----- Selección
El título de este artículo es un libro memorable de Rebecca West. En el se retoma el caso de William Joyce, un fascista, que fue la voz radiofónica que usó Alemania para atraer más ingleses a su causa. Joyce había nacido en Estados Unidos y era hijo de irlandeses por lo tanto, igual que en el caso Roger Casement, que ha recreado Vargas Llosa en el Sueño del Celta, la pregunta de fondo es ¿eran enemigos o traidores? Traidor es aquel que deba lealtad a la corona y la quebranta. Los enemigos son otra cosa y los que defienden una causa (la independencia de Irlanda) o una ideología asesina (el nazismo) pueden ser adversos a la Corona pero no necesariamente traidores. El mismo dilema se aplica a Hidalgo, tratado como traidor por la Corona a la que el se negó a servir. Hidalgo no es un traidor; es la cabeza de una gesta que consideraba oprobiosa la dominación externa. Hidalgo fue su enemigo y les hizo la guerra.

Es interesante ubicar las dos perspectivas. Quien acusa a Joyce, Casement, Hidalgo o Morelos supone que quien no ha procedido, según su criterio, traicionó. Pero desde otro ángulo, combatir a un gobierno puede ser lealtad a una causa superior. La traición a la patria (que en estos días se ha usado mas de lo que los buenos modales recomiendan) se refiere a dos situaciones extremas, ajenas a una democracia pluralista en tiempos de paz.
----------
----- Registros de trabajo
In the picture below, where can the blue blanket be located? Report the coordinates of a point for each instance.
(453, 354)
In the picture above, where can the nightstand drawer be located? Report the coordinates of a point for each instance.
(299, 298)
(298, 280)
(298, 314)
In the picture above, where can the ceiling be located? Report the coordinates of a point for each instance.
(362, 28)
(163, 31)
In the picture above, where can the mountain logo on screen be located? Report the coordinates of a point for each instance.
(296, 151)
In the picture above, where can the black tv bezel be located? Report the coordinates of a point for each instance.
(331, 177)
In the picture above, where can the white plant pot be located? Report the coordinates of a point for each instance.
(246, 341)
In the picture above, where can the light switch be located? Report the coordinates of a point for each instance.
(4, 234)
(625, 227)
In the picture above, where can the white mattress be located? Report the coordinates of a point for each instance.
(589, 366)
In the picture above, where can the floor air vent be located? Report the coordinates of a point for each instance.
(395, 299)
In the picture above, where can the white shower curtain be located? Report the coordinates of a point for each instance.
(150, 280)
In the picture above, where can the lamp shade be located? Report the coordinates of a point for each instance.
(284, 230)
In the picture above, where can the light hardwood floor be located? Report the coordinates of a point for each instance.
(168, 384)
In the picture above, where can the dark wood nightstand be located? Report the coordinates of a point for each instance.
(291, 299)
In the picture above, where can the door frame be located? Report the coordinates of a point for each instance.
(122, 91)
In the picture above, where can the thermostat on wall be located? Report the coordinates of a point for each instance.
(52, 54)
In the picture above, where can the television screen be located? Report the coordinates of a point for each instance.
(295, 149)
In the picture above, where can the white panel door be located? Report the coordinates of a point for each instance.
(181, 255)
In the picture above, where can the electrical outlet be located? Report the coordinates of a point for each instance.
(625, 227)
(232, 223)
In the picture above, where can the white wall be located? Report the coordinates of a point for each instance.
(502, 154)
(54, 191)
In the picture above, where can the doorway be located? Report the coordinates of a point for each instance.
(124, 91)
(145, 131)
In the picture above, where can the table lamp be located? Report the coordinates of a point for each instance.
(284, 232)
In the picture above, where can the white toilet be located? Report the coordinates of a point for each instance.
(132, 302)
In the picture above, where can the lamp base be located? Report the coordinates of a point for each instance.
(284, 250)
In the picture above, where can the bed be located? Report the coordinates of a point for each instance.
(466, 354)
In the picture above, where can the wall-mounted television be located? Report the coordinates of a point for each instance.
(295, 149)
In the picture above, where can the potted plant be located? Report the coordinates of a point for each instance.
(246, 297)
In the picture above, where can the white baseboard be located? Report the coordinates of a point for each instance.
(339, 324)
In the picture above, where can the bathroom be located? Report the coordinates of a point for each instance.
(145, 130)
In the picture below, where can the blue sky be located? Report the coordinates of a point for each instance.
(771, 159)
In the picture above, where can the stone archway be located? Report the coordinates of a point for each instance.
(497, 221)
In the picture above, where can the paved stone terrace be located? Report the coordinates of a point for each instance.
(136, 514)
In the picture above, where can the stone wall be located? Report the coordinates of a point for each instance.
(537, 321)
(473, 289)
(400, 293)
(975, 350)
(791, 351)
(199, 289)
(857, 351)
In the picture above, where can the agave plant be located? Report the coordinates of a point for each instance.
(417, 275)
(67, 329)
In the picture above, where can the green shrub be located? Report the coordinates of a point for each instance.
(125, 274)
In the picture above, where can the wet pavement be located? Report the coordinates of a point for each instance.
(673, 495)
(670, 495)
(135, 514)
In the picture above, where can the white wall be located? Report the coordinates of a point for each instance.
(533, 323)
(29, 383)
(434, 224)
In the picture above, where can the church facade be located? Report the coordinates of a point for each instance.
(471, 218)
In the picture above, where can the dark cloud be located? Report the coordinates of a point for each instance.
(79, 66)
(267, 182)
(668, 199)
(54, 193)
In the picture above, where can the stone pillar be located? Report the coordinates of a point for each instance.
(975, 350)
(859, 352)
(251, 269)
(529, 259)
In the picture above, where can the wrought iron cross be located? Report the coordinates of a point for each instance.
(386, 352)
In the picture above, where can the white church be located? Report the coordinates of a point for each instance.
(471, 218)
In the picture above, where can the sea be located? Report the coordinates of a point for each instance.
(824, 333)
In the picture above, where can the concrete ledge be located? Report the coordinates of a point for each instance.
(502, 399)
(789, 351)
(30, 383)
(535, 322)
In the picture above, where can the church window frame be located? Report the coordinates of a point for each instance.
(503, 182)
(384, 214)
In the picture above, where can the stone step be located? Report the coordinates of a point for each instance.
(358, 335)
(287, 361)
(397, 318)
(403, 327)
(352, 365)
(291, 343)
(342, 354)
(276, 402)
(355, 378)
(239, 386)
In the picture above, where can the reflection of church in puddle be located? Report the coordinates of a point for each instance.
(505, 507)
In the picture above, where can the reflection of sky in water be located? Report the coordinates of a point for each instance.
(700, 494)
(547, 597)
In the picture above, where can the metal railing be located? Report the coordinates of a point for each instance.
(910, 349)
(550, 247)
----------
----- Registros de trabajo
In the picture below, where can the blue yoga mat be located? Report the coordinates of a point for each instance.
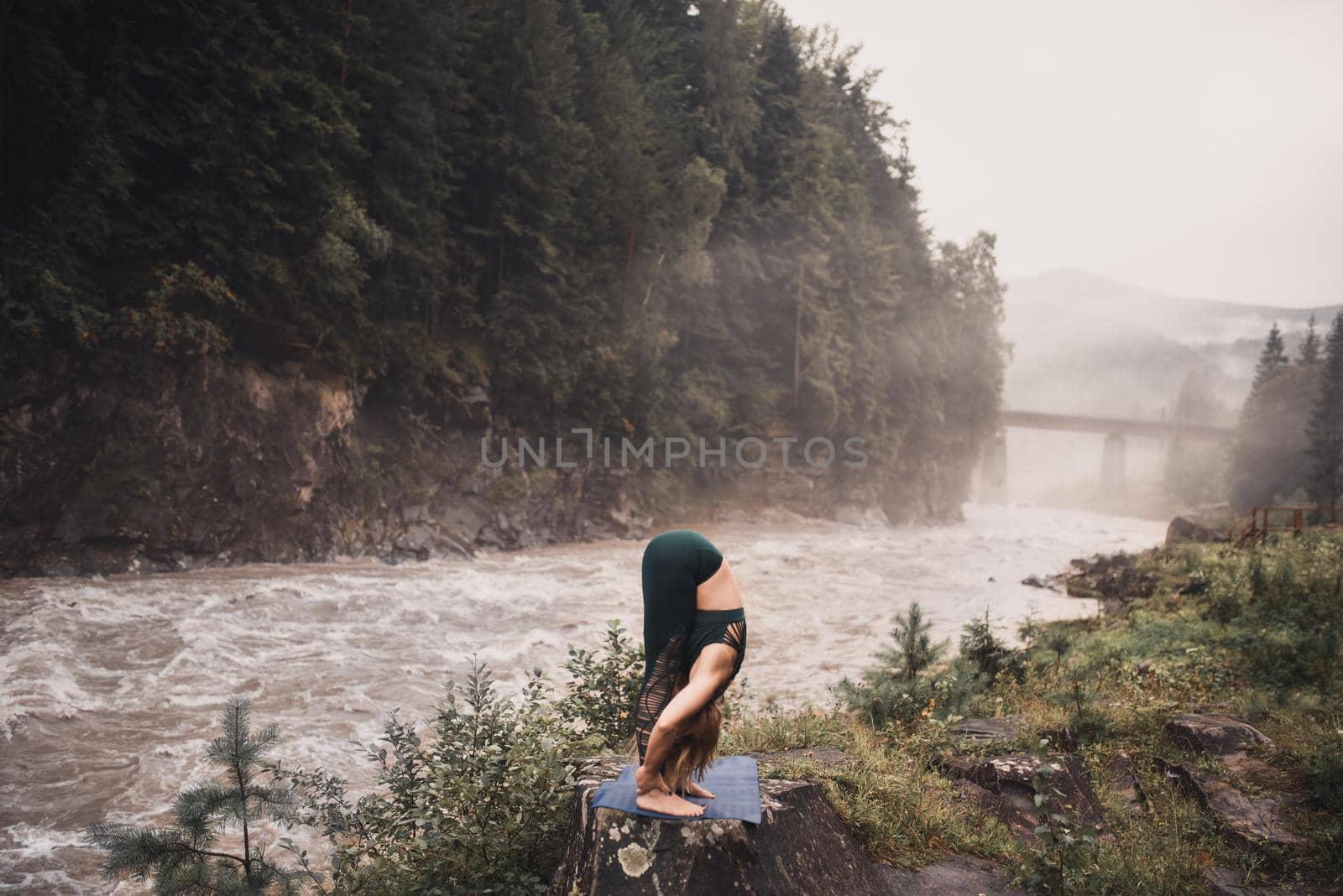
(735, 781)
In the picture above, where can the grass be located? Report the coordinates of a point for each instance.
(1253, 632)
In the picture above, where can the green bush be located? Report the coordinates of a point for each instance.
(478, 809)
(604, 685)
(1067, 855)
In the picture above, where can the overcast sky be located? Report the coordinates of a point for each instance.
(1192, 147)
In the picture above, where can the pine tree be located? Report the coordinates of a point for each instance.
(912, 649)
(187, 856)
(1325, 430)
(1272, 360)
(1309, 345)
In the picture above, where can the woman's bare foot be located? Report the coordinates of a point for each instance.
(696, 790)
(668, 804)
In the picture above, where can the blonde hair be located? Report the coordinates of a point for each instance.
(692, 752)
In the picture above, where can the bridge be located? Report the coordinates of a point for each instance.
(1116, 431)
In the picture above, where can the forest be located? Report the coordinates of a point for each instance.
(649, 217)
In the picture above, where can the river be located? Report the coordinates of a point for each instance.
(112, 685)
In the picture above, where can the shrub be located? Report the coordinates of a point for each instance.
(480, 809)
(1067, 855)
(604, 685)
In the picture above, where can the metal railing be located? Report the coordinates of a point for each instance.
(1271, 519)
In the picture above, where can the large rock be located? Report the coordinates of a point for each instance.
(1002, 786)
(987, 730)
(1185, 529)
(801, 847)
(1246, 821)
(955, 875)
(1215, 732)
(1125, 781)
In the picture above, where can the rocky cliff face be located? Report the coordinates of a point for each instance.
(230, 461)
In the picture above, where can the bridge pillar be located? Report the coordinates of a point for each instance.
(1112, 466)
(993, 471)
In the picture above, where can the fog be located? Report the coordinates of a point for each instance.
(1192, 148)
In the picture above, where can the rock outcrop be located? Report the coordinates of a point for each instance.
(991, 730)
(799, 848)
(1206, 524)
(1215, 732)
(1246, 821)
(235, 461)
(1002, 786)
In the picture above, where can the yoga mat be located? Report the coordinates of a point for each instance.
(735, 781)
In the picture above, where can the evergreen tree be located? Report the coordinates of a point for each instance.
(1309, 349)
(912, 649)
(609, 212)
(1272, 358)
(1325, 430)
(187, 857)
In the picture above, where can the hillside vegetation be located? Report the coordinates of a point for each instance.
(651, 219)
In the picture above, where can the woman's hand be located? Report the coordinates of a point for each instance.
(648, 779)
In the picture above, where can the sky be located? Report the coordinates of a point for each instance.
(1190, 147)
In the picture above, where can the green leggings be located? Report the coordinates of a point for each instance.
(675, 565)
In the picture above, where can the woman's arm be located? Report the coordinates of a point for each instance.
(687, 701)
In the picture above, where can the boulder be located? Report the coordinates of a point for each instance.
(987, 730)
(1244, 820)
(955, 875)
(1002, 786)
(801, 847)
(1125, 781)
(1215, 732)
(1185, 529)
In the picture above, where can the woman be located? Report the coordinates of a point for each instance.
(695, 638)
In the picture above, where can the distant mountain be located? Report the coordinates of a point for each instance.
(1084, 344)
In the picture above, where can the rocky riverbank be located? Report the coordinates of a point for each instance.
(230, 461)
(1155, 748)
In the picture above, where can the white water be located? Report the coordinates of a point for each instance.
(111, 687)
----------
----- Registros de trabajo
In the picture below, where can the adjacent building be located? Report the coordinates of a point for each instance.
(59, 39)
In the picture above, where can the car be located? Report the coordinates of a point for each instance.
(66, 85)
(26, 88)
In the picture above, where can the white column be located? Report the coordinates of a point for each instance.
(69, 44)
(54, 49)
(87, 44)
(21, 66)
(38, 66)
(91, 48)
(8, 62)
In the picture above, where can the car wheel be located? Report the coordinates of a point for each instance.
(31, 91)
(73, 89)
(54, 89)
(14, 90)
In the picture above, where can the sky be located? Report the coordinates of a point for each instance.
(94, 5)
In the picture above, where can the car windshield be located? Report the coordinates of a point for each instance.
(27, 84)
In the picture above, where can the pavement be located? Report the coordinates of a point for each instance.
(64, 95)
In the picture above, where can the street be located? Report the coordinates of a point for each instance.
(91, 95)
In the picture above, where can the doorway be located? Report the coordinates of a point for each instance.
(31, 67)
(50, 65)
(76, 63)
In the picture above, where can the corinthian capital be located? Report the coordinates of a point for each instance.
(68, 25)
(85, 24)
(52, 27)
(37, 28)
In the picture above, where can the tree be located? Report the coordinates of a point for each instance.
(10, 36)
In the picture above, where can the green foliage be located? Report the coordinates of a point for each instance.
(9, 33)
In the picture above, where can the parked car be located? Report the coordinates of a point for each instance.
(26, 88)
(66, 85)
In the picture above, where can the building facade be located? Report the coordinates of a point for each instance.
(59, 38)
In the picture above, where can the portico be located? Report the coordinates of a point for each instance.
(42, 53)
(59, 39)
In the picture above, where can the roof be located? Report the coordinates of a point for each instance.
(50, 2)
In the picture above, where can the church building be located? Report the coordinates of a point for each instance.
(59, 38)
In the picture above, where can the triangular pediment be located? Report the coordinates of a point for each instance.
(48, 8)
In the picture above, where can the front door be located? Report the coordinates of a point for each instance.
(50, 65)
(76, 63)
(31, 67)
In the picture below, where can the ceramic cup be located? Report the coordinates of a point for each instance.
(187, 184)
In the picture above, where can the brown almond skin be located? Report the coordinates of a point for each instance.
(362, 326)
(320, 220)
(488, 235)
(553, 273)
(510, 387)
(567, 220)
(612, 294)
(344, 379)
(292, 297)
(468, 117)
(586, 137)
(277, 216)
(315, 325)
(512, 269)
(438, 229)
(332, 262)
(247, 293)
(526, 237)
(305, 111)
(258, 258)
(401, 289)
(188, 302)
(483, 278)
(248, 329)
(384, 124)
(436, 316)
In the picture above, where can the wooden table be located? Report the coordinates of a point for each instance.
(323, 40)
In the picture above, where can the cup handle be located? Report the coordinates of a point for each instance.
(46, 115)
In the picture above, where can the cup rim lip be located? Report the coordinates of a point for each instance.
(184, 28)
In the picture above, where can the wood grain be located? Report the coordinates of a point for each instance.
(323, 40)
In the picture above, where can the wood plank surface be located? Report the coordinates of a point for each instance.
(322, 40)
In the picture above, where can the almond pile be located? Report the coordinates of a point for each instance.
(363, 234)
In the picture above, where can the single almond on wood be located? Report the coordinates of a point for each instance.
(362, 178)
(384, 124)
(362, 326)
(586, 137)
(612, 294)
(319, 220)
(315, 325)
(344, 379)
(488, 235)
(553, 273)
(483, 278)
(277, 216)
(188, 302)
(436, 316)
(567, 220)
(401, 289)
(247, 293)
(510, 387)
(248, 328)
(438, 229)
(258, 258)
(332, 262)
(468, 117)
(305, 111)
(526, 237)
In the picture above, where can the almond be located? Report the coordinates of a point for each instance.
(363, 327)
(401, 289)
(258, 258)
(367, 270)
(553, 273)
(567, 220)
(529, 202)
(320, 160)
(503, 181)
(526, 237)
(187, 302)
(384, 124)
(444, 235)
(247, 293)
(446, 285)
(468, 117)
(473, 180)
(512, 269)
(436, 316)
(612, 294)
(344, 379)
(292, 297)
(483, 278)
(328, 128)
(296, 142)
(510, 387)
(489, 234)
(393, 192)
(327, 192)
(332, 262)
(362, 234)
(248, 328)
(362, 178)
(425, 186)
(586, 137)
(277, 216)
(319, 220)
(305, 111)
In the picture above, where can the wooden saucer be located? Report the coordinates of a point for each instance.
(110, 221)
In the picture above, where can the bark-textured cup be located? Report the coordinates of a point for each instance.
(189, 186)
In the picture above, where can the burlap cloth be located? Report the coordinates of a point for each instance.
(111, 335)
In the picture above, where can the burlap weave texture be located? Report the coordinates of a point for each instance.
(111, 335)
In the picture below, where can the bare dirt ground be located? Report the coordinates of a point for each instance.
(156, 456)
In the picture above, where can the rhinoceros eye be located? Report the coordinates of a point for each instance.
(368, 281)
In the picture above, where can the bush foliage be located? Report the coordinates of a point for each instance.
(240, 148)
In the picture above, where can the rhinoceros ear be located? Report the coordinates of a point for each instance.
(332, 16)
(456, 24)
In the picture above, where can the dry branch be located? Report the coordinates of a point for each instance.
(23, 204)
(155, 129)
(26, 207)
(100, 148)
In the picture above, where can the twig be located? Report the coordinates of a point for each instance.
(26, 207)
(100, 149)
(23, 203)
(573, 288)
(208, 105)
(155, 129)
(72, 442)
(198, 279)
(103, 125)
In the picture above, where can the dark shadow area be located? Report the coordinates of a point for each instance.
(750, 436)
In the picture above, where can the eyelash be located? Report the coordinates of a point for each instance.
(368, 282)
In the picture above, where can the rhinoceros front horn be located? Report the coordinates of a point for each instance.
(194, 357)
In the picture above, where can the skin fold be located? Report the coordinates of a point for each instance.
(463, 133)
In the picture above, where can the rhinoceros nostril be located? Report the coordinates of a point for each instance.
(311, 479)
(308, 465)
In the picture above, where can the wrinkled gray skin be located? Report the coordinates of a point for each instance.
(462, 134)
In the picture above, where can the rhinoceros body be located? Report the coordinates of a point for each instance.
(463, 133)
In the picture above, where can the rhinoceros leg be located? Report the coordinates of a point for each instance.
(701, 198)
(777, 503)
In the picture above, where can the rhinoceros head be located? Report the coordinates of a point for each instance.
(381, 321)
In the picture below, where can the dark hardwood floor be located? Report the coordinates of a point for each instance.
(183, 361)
----------
• Tareas escritas:
1: En el artículo sobre traidores y enemigos, ¿dónde había nacido William Joyce?
2: ¿Qué filas contienen la palabra "almond"? Identifícalas y cópialas todas.
El artículo y las filas no guardan ninguna relación entre sí.

• Respuestas por tarea:
1: En Estados Unidos.

2:
In the picture above, where can the brown almond skin be located? Report the coordinates of a point for each instance.
In the picture above, where can the almond pile be located? Report the coordinates of a point for each instance.
In the picture above, where can the single almond on wood be located? Report the coordinates of a point for each instance.
In the picture above, where can the almond be located? Report the coordinates of a point for each instance.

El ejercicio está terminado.